• _SET EXERCISE_: Rewrite the entries below, switching every "instance" to "occurrence" and leaving everything else unchanged.

• _LISTING_:
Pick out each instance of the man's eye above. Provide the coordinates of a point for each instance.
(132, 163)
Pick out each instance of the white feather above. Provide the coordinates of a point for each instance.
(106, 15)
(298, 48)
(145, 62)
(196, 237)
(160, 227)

• _TASK ANSWER_:
Pick out each occurrence of the man's eye above. Provide the coordinates of a point for each occurrence.
(132, 163)
Pick out each occurrence of the white feather above. Provide the coordinates of a point for each occurrence.
(106, 15)
(298, 48)
(145, 62)
(196, 237)
(160, 227)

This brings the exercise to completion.